Task description: Copy down the Twilight Path page word for word, starting at "Twilight Path Studies" up to and including "of dead leaves.".

Source document:
_ _ _

Twilight Path Studies
Rituals
"Death teaches us to live; it gives us a boundary to map our living within. Death's hammer breaks through the mirror separating us from light."
--David Meltzer
Throughout my book, Walking the Twilight Path, readers engage in a number of guided meditations and rituals to help them explore their relation with the energies of death and change. On this site, you will encounter additional meditations and guided journeys that will help to supplement your exploration of this powerful, transformative path.
Meditation on Letting Go
For this exercises, you will go to a cemetery and seek out a grave that really stand out to you. Pick an overcast afternoon when the day is not too hot or too sunny. I always love doing this sort of work in the fall and early winter, when the ground is covered with drifts of dead leaves.
Lay down atop the grave and fold your arms atop your chest, in the aspect of one dead. The close your eyes and reach down, down, six feet down, until you can sense the dead slumbering beneath. Imagine that you are that dead person, long since buried in the ground. Think about what it has been like for the abandoned flesh to spend so many years within the earth. Is the spirit here now? Does it bear any resemblance whatsoever to those damp and naked bones? How much of ourselves is really in these bodies that we wear? How much is revealed about who and what we really are, once the flesh we've grown so used to seeing is stripped away?
Reach down and down into the ground beneath you, down to where those naked bones lie and ask the memory of this person to help you learn the art of letting go.
In the end, all things tied to this flesh must be surrendered. This includes even your perception of yourself, that face you have grown to know through a lifetime of mirrors. That face is not you. The memory lingering in the bones beneath you will remind you of that. You are fluid. You are subtle and constantly changing. That thread of spirit, that soul that truly makes you who you are is eternal only because it changes before it can decay. Worms cannot touch it, mirrors cannot capture it, and yet, somewhere lingering upon the brittle bones you will leave behind there will be a knowledge of it. A memory, fleeting, like a ghost. Reach for this in the bones beneath you and the spirit around you. Seek the understanding he had to die to learn.

_ _ _

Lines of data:
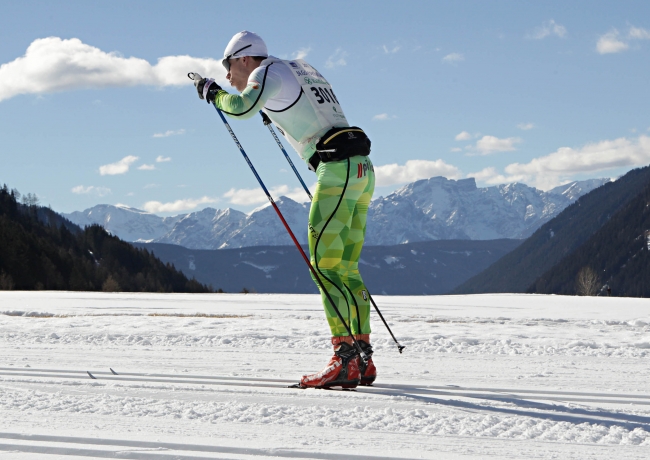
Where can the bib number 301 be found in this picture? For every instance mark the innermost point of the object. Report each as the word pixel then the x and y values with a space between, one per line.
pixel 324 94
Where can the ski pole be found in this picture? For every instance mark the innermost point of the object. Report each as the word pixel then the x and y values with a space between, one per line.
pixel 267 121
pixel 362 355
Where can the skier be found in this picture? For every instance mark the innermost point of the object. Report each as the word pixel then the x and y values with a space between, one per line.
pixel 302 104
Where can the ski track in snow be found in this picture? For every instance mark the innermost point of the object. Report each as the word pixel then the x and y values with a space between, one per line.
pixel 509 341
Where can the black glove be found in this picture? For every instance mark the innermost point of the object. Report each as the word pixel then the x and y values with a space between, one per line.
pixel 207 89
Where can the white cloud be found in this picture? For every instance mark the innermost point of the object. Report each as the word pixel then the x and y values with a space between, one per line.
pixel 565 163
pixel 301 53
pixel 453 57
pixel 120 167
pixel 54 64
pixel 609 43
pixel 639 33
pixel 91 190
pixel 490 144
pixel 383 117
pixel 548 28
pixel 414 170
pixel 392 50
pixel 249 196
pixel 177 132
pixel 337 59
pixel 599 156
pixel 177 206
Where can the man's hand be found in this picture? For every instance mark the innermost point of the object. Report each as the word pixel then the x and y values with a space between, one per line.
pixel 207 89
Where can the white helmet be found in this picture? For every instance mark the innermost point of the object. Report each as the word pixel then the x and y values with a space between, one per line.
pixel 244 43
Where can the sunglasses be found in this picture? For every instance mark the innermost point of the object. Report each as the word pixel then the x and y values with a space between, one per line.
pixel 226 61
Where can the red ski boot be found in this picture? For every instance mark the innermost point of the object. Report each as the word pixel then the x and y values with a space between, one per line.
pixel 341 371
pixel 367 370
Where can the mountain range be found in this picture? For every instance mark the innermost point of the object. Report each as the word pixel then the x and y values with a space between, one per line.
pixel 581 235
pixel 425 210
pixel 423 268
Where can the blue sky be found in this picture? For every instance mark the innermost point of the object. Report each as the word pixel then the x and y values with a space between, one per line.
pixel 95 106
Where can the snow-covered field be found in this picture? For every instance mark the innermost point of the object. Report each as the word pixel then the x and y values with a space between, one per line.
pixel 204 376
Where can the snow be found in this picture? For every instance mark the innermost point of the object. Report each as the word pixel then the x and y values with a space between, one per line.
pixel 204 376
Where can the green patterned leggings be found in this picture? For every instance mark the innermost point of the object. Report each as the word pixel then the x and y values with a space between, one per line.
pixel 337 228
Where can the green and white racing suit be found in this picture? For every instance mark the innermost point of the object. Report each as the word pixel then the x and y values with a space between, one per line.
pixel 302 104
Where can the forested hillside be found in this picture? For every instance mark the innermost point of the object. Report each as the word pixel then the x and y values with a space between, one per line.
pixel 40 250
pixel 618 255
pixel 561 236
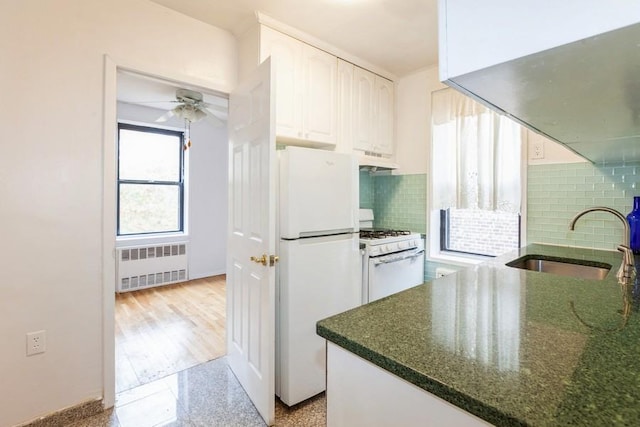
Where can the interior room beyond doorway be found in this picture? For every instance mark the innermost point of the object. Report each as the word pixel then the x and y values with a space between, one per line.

_ _ _

Output for this exercise:
Twilight Path Studies
Rituals
"Death teaches us to live; it gives us a boundary to map our living within. Death's hammer breaks through the mirror separating us from light."
--David Meltzer
Throughout my book, Walking the Twilight Path, readers engage in a number of guided meditations and rituals to help them explore their relation with the energies of death and change. On this site, you will encounter additional meditations and guided journeys that will help to supplement your exploration of this powerful, transformative path.
Meditation on Letting Go
For this exercises, you will go to a cemetery and seek out a grave that really stand out to you. Pick an overcast afternoon when the day is not too hot or too sunny. I always love doing this sort of work in the fall and early winter, when the ground is covered with drifts of dead leaves.